Quoted passage |

○ ○ ○

Create a function to return the length of an int array in C

Question

I'm new to c programming. I want to create a function that takes an integer array as argument and returns length of the array. I know that the code below calculates the length correctly.

    int arr[] = {1, 2, 3, 4, 5};
    int length = sizeof(arr) / sizeof(arr[0]);

But if I create a function like below and pass the array as an argument, it doesn't work.

    int length_of(int* arr) {
        return sizeof(arr) / sizeof(arr[0]);
    }

My guess is that I'm not passing the array into the function correctly. What is the correct way of implementing this?

Answer 1

Well, there's no way of getting this done from a function. Any array, passed to a function as argument will decay to a pointer type (to the first element). So, inside the called function, all you will get is a size of a pointer.

An indirect way of achieving this would be to have something called a sentinel value in the array, and from the called function, iterate over the array elements to find the sentinel value while incrementing a counter, and once found, take the length of that counter.

Answer 2

Here's what the standard says (C99 6.3.2.1/3 - Other operands - Lvalues, arrays, and function designators):

Except when it is the operand of the sizeof operator or the unary & operator, or is a string literal used to initialize an array, an expression that has type ‘‘array of type’’ is converted to an expression with type ‘‘pointer to type’’ that points to the initial element of the array object and is not an lvalue.

This means that pretty much anytime the array name is used in an expression, it is automatically converted to a pointer to the 1st item in the array.

Answer 3

You are passing a pointer as the parameter into your function, so it is not possible to know the size of the array by just knowing the size of parameter you pass to the function.

The most standard way of calculating size of an array in C is the one you mentioned in your question:

int a[10];
size_t n = sizeof(a) / sizeof(a[0]);

Answer 4

As already answered, you cannot do this in a function. A common solution for that is to use a Macro. See e.g. Common array length macro for C?

Answer 5

As other answers have pointed out, it is not possible to determine the size of an array inside of a function in the general case, i.e. without assumptions.

If this is really about returning the size of an array from a function at any cost, I chip in the general method of determining the length based on special knowledge/assumptions on the CONTENT of the array. This is how the strlen() function determines the length of NULLTERMINATED character sequences, which is the closest thing C has to string.
The special assumption on the content of the character sequence is that they only contain the terminating '\0' at the end. Many a StackOverflow question was asked because of the traps and vulnerabilities involved in that concept causing misunderstandings.

So, if you can for example assume that the array in question only contains non-negative integers (i.e. positive values and 0) and that the last valid value inside the array, at index (size-1), is negative, then you can determine the length of the array by search for that terminator, i.e. the first negative value you find at or behind the address from the pointer parameter.

Answer 6

If your prime intention is to return the array size from the function then pass the size as the argument.

Because once the argument is passed to function it will be pointing to the first element

So the code goes like

#include <stdio.h>
int func_len(int number)
{
    return number;
}
int main()
{
    int arr[]={1,2,3,4,5};
    int size = sizeof(arr)/sizeof(arr[0]);
    printf("Length is %d\n",size);
    printf("Length is %d",func_len(size));
}

Output will be

Length is 5
Length is 5

○ ○ ○

Records for processing |

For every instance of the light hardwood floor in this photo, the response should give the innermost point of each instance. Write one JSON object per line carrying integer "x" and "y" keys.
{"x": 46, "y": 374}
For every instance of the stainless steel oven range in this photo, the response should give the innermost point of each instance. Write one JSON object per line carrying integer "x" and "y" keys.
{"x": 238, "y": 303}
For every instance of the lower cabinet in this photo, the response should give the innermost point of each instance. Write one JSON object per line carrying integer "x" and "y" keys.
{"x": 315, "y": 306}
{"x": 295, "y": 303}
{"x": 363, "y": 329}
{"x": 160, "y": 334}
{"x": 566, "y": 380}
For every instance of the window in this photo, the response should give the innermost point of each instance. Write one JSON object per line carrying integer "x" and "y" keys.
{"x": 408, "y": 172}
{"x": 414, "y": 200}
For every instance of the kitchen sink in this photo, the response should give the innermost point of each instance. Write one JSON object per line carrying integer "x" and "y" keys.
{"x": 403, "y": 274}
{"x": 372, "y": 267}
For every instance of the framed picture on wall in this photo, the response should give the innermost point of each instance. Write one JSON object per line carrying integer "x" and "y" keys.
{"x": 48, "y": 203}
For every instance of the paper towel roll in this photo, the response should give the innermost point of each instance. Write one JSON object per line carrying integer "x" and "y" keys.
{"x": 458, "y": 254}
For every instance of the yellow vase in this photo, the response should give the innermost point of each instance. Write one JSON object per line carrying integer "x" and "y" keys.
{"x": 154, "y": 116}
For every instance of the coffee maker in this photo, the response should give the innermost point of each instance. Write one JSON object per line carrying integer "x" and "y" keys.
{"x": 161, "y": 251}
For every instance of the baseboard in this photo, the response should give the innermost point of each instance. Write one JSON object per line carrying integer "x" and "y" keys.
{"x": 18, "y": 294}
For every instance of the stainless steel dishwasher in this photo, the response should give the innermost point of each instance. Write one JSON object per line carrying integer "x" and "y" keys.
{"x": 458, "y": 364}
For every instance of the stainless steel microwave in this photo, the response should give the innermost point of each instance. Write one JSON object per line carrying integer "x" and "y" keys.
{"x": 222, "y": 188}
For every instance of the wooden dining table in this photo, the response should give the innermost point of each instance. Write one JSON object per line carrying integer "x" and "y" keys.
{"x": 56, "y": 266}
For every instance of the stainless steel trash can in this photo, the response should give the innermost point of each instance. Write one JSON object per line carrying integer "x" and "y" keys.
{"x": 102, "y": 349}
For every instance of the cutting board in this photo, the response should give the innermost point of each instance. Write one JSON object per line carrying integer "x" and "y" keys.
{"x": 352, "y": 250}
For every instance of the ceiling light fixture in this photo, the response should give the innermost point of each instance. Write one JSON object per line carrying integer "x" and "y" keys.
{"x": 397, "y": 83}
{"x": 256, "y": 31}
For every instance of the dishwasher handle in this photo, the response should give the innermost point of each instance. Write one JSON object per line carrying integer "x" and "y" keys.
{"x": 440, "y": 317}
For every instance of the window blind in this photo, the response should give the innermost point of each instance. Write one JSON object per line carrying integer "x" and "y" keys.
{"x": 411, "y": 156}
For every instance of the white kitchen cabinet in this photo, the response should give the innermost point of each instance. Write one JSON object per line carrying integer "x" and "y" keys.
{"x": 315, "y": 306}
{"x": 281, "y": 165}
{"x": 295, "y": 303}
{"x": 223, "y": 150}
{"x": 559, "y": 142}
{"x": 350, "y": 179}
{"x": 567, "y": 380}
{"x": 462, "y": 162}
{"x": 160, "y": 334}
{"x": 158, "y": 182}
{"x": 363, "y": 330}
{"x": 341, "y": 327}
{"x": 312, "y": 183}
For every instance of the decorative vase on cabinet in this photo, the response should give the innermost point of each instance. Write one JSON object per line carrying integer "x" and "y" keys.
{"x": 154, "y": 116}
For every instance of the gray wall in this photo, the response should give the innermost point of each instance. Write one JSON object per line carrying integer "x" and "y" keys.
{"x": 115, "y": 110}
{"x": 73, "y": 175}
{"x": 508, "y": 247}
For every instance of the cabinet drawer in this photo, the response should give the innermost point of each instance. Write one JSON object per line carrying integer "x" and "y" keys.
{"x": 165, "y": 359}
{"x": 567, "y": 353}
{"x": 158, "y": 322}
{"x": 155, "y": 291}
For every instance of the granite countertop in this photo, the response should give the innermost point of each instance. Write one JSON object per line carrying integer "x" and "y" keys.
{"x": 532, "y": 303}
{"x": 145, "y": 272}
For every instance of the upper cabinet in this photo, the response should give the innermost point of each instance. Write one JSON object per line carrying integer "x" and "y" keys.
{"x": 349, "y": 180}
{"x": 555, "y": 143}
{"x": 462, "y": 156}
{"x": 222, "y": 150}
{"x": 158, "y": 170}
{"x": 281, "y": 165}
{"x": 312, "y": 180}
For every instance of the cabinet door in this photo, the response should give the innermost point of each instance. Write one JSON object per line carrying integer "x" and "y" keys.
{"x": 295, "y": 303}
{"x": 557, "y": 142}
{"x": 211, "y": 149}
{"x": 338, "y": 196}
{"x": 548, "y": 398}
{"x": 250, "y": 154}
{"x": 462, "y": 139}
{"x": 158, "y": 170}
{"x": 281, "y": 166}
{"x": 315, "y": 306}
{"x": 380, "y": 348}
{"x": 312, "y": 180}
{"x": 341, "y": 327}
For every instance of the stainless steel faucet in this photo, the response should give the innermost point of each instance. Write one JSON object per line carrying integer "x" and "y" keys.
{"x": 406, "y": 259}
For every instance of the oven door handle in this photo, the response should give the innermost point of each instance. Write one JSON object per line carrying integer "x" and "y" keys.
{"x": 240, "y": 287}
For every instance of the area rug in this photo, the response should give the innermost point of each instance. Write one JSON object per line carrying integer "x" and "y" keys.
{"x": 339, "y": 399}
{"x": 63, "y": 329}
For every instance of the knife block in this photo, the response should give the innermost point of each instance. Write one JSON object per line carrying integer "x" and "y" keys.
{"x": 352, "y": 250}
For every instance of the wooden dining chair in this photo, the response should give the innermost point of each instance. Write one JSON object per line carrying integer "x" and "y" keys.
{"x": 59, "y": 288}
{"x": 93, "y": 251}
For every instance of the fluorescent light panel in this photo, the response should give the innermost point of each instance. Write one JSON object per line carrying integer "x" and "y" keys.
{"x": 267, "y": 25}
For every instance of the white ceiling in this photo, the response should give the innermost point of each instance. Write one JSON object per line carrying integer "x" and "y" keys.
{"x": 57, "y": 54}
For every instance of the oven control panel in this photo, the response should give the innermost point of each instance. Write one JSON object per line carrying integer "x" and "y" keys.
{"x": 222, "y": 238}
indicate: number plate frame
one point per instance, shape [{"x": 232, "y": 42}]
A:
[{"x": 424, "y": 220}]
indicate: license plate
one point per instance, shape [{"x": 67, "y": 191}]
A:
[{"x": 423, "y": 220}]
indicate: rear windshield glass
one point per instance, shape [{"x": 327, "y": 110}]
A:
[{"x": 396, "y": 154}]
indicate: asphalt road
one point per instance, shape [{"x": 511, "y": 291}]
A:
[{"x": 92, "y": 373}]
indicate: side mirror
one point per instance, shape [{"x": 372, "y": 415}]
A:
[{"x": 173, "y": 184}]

○ ○ ○

Requirement 1 |
In the thread on finding the length of a C array, what does Answer 6 suggest passing to the function?
Requirement 2 |
Reproduce the records verbatim, from the line that contains "For every instance of the knife" through the last line of the records, both ends included.

Exercise result 1 |
It suggests passing the size of the array as an argument.

Exercise result 2 |
For every instance of the knife block in this photo, the response should give the innermost point of each instance. Write one JSON object per line carrying integer "x" and "y" keys.
{"x": 352, "y": 250}
For every instance of the wooden dining chair in this photo, the response should give the innermost point of each instance. Write one JSON object per line carrying integer "x" and "y" keys.
{"x": 59, "y": 288}
{"x": 93, "y": 251}
For every instance of the fluorescent light panel in this photo, the response should give the innermost point of each instance. Write one JSON object per line carrying integer "x" and "y" keys.
{"x": 267, "y": 25}
For every instance of the white ceiling in this photo, the response should give the innermost point of each instance. Write one JSON object per line carrying integer "x" and "y" keys.
{"x": 57, "y": 54}
For every instance of the oven control panel in this photo, the response should give the innermost point of each instance. Write one JSON object per line carrying integer "x" and "y" keys.
{"x": 222, "y": 238}
indicate: number plate frame
one point per instance, shape [{"x": 232, "y": 42}]
A:
[{"x": 424, "y": 220}]
indicate: license plate
one point per instance, shape [{"x": 67, "y": 191}]
A:
[{"x": 423, "y": 220}]
indicate: rear windshield glass
one point per instance, shape [{"x": 327, "y": 110}]
A:
[{"x": 396, "y": 154}]
indicate: asphalt road
one point per instance, shape [{"x": 511, "y": 291}]
A:
[{"x": 92, "y": 373}]
indicate: side mirror
one point per instance, shape [{"x": 372, "y": 415}]
A:
[{"x": 173, "y": 184}]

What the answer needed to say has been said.